(Rows from a box-labeling dataset)
[Start]

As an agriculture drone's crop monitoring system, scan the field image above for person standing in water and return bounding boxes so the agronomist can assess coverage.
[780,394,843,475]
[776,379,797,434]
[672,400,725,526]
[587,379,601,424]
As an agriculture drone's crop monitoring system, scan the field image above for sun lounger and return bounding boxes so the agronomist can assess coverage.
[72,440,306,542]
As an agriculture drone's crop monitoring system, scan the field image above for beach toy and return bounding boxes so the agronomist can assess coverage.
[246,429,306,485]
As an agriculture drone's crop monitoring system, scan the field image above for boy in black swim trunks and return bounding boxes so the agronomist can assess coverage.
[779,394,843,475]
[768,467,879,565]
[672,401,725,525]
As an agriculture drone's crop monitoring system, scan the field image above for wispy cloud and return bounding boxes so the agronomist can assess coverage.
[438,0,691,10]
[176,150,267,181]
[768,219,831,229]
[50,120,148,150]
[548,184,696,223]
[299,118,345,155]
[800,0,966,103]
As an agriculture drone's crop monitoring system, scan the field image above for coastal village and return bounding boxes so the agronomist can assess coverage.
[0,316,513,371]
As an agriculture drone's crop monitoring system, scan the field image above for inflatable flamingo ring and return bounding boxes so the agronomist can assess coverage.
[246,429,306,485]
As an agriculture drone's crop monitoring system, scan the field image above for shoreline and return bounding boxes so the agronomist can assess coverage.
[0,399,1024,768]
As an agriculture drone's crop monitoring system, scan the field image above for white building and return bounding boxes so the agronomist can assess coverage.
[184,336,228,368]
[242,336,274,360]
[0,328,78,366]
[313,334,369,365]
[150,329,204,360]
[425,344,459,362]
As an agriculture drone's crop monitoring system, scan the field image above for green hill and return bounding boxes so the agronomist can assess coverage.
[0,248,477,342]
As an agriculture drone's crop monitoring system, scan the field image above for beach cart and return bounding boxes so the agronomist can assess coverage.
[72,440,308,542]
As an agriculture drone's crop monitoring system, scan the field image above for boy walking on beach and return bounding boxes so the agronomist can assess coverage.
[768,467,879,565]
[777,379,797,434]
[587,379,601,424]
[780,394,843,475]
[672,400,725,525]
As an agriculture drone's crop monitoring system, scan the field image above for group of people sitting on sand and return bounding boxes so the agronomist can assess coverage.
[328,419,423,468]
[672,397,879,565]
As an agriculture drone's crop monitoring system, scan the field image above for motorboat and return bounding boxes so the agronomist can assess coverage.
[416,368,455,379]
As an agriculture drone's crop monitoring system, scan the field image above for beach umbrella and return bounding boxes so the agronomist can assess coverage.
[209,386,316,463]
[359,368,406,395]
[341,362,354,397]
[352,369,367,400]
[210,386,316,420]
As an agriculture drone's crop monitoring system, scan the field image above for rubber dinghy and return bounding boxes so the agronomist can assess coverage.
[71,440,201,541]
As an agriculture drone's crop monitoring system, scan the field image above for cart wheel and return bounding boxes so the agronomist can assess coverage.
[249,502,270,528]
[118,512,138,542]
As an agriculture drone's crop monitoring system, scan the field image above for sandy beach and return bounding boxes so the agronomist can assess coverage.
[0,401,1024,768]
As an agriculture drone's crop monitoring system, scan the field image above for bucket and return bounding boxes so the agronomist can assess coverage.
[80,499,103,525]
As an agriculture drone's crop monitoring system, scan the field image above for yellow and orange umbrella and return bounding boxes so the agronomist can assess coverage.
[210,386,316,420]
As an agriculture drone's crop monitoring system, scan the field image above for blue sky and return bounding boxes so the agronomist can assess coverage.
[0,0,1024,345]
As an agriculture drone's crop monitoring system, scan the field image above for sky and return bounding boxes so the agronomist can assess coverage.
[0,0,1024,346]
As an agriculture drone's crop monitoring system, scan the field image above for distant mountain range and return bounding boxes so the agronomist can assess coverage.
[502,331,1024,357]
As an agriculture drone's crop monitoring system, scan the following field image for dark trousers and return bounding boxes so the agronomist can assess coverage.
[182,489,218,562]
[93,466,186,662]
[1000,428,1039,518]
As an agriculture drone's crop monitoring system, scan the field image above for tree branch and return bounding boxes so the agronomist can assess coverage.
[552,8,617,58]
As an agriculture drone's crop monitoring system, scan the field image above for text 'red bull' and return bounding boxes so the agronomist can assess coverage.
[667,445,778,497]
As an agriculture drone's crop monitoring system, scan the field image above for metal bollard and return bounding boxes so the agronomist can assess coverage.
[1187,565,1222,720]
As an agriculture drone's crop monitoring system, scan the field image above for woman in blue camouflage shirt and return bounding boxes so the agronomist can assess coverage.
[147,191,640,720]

[End]

Pull out every line of the data above that contains the word "cart", and copy each of those lines in full.

> **Exercise output**
As an agriculture drone's crop monitoring system, scan the field image above for beach cart and return bounding boxes so the agronomist can assess coverage.
As an agriculture drone's crop monitoring system, scan the field image above for cart wheel and return bounding boxes so the agronomist can assess coverage.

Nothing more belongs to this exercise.